=== YOUR GOAL ===
Reproduce every line below, requests included, rescaling each point coordinate in the answers by 0.3 and rounding to whole numbers with halves going up. Omit the pictures from your answer.

[Data entries]
+ + +

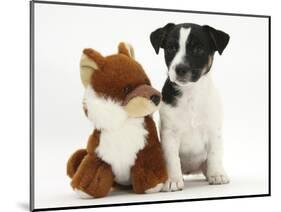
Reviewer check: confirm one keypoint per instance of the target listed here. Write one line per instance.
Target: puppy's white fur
(191, 131)
(183, 38)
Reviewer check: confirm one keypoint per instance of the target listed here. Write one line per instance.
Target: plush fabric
(124, 147)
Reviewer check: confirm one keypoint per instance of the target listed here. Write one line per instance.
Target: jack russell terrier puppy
(191, 113)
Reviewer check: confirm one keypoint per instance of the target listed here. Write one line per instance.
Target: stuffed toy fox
(124, 147)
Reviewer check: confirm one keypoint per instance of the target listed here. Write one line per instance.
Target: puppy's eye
(127, 89)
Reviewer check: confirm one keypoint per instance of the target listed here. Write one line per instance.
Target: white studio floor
(195, 187)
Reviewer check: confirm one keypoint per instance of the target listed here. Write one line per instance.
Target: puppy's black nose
(181, 70)
(155, 99)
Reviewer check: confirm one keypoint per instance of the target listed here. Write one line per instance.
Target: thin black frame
(32, 91)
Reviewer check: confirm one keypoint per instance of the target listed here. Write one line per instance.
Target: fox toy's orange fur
(124, 147)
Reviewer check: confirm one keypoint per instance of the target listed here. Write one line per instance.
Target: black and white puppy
(191, 113)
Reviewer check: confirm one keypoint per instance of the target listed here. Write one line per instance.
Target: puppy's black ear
(158, 36)
(220, 39)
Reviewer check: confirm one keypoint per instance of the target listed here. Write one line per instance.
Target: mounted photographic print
(145, 105)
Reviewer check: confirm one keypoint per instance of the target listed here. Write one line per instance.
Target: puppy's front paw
(217, 178)
(155, 189)
(173, 184)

+ + +

=== RESULT FOR THIS EXERCISE ===
Reviewer check: confirm one keypoint per instance of the target listed here. Write one line per instance.
Target: puppy's white fur
(57, 39)
(55, 11)
Reviewer check: confirm one keypoint per instance of the target listed here. Write one line per instance.
Target: plush fabric
(37, 44)
Reviewer check: confirm one keypoint per instance of the target listed here. Write one line per instance.
Target: jack russell terrier puppy
(57, 34)
Reviewer check: confirm one keypoint per instance of the target listed here. Write one line per instance.
Target: stuffed toy fox
(37, 44)
Reviewer check: confirm one keypoint per instance of the target listed here. Write one line per instance.
Target: puppy's eye
(38, 27)
Reviewer check: confirm one keypoint per instance of the target listed here. Write one line per instance.
Target: white studio floor
(59, 56)
Reviewer check: confirm one keypoint per instance of the target listed here. Write one line per instance.
Target: puppy's black nose
(54, 21)
(47, 30)
Reviewer check: confirm one keypoint per instance of the target listed here. Write one line per instance.
Target: thin black frame
(10, 27)
Reviewer check: confirm one keypoint per instance of the target listed here. Write one line per instance.
Target: fox toy's orange fur
(37, 44)
Reviewer check: confirm one keypoint per instance of the target listed here. Write one line per instance.
Target: black and white puppy
(57, 34)
Reviewer check: confirm one keypoint per instance of the target listed here. Write one line per instance.
Target: puppy's black ear
(47, 11)
(66, 12)
Reviewer check: confirm one keypoint per instance of the target listed here. Write one line per instance.
Target: mounted photographic print
(44, 32)
Reviewer check: confirm one keypoint per instance of the target listed here. Write one line per instance.
Target: puppy's front paw
(65, 53)
(47, 57)
(52, 55)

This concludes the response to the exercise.